## Extracted information
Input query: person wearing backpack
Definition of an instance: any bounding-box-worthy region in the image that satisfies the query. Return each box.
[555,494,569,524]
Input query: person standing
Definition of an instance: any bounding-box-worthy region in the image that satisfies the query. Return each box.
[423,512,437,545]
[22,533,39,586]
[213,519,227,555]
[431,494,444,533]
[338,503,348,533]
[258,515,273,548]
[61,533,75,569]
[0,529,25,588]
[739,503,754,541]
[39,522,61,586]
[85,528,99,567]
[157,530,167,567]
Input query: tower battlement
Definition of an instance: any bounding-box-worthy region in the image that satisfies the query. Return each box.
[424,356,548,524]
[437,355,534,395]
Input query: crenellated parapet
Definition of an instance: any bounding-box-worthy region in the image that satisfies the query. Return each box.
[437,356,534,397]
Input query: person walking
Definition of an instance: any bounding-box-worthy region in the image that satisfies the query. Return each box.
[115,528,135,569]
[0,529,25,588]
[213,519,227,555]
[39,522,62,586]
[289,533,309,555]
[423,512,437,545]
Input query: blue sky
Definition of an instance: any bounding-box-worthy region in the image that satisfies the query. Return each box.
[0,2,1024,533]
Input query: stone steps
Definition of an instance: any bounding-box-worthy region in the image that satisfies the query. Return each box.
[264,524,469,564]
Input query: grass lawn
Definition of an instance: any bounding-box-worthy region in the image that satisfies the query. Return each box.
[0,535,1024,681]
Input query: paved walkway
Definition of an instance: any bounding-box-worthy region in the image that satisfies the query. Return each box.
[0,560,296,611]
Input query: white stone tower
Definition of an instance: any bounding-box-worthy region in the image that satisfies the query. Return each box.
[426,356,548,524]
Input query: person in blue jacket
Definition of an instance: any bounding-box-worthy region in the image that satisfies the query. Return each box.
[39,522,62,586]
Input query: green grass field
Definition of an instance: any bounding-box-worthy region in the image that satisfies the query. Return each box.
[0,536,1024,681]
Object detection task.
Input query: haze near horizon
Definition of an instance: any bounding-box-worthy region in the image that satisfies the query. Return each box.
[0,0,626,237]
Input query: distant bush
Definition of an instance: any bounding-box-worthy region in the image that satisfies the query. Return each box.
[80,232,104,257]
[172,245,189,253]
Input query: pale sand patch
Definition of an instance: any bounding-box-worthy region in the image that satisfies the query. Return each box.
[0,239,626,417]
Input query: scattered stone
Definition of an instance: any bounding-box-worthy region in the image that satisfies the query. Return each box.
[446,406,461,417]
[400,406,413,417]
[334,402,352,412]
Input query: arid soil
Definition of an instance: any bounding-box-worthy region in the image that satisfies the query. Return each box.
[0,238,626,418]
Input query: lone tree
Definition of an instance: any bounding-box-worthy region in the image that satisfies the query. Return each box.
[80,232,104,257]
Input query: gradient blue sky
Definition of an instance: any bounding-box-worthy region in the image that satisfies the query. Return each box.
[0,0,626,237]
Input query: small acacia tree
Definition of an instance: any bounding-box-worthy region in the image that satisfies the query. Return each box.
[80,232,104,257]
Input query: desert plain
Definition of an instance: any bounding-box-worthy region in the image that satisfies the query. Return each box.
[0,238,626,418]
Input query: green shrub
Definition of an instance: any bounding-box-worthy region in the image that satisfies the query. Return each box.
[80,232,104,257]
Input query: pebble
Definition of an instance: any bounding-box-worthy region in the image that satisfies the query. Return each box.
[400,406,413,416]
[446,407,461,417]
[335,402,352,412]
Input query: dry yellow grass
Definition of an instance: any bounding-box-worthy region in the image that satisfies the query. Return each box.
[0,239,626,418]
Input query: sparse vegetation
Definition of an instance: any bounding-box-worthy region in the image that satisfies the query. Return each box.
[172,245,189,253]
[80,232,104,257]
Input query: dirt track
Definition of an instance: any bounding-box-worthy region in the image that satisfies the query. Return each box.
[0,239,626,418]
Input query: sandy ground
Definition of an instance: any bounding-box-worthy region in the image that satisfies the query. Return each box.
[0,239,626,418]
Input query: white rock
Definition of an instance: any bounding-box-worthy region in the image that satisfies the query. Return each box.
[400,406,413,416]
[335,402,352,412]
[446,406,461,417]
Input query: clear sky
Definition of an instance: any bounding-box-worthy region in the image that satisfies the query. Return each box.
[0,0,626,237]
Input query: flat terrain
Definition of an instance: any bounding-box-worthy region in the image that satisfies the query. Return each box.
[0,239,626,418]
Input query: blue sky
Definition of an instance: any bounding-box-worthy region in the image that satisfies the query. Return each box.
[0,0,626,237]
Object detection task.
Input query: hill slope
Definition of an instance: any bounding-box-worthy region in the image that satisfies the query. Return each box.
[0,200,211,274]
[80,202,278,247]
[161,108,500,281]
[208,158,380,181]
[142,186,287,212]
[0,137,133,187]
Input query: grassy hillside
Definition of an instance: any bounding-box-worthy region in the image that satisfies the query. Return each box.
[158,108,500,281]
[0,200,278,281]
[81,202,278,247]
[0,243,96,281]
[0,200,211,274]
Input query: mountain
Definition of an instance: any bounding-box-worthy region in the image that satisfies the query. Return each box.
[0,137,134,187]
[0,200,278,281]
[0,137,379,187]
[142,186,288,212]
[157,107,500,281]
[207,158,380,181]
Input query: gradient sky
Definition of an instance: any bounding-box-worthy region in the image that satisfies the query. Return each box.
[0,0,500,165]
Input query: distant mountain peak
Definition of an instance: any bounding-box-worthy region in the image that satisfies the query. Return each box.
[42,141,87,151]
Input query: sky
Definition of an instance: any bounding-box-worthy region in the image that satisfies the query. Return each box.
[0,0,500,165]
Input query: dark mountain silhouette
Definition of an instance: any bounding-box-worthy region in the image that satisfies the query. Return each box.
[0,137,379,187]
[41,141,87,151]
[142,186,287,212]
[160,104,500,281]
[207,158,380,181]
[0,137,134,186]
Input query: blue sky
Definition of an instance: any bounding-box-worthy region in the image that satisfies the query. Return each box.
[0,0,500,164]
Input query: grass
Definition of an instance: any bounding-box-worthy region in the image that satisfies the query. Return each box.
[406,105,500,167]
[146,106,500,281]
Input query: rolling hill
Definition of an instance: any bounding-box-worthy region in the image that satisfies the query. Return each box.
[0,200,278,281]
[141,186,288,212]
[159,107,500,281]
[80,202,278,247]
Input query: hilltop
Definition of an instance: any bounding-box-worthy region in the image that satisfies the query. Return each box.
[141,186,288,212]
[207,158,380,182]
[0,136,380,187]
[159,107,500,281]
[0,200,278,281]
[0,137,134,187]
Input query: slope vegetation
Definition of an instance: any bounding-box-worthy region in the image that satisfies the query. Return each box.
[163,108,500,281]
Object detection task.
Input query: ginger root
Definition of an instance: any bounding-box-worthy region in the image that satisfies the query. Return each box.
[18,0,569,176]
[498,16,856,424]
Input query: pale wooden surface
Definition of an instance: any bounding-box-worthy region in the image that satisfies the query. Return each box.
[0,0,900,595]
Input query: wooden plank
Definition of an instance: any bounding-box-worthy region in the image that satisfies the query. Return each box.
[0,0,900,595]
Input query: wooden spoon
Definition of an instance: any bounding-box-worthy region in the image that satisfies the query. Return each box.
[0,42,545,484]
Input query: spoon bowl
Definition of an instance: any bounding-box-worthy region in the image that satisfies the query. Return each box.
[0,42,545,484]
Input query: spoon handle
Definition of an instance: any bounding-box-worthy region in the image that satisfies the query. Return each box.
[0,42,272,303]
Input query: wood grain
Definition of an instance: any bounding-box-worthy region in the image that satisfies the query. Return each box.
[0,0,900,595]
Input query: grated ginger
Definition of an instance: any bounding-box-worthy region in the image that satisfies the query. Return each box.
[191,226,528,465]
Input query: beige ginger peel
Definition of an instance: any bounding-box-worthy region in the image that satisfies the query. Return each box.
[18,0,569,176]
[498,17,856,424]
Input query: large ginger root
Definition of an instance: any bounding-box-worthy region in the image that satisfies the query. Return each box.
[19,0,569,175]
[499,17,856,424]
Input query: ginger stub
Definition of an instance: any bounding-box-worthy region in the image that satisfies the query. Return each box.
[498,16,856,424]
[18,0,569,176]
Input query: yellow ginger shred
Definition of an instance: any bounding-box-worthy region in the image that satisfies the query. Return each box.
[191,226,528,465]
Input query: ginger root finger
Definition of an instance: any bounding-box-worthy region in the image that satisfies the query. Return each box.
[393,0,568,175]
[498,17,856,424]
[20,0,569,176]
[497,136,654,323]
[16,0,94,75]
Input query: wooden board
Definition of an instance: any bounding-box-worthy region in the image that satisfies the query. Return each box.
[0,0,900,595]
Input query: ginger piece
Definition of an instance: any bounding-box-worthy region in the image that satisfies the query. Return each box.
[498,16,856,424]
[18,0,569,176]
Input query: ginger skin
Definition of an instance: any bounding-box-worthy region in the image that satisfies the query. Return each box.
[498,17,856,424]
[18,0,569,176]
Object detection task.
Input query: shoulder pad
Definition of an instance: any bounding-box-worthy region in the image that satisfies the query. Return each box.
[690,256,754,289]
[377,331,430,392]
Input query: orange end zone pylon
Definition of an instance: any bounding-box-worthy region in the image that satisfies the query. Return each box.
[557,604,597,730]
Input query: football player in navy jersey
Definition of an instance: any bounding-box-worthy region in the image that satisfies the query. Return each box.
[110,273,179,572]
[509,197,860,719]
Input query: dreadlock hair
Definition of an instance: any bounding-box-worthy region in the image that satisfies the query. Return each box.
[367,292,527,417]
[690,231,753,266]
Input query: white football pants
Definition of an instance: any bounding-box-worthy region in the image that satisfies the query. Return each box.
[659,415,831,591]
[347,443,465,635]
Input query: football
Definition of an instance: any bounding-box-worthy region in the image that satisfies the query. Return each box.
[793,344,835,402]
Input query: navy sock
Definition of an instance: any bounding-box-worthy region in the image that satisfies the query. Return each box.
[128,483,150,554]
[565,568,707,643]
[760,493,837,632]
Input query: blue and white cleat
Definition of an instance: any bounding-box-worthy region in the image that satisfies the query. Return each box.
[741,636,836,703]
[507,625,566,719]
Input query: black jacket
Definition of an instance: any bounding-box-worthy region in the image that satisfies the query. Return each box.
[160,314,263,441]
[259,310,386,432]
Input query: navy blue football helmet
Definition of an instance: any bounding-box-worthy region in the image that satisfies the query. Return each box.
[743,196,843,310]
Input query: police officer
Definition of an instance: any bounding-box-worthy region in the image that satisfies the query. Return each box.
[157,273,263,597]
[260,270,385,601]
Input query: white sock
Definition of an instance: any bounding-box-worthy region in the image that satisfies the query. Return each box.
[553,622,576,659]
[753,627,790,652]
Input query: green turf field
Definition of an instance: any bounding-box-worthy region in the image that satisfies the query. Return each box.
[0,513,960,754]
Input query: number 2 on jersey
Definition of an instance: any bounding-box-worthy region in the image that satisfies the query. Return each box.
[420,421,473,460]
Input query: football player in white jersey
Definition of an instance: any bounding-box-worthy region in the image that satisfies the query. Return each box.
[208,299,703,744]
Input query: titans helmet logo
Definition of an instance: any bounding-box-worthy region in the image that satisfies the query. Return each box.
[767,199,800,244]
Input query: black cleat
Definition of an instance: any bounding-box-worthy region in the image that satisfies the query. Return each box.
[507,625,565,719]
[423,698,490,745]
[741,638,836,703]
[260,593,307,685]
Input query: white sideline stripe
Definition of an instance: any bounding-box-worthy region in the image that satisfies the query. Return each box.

## What this task involves
Rename "mountain" to "ridge" in everything from the line containing "Input query: grassy hillside" down to the line containing "[0,137,134,186]". Return only those lines, with nothing else changed.

## Final result
Input query: grassy hillside
Definition of an instance: any bounding-box-worthy region in the image that satisfies the query. Return each box.
[158,108,500,281]
[0,200,278,281]
[81,202,278,247]
[0,243,96,281]
[0,200,211,274]
Input query: ridge
Definition of an instance: any bounding-box-worthy region in the image that satisfies the query. Return each box.
[0,137,134,187]
[0,200,278,281]
[0,137,379,187]
[142,186,288,212]
[157,107,500,281]
[207,158,380,181]
Input query: gradient sky
Definition of an instance: any bounding-box-worthy region in the image that satisfies the query. Return each box.
[0,0,500,165]
Input query: distant ridge peak
Definition of an instance: any bounding-box-worthy region in the image that satisfies the query. Return each box.
[42,141,87,151]
Input query: sky
Definition of an instance: any bounding-box-worthy region in the image that satisfies the query. Return each box.
[0,0,500,165]
Input query: dark ridge silhouette
Definition of an instance: any bounding-box-worthy region in the image that satisfies the query. Return each box.
[0,137,379,187]
[41,141,87,151]
[142,186,287,212]
[160,104,500,281]
[207,158,380,181]
[0,137,134,186]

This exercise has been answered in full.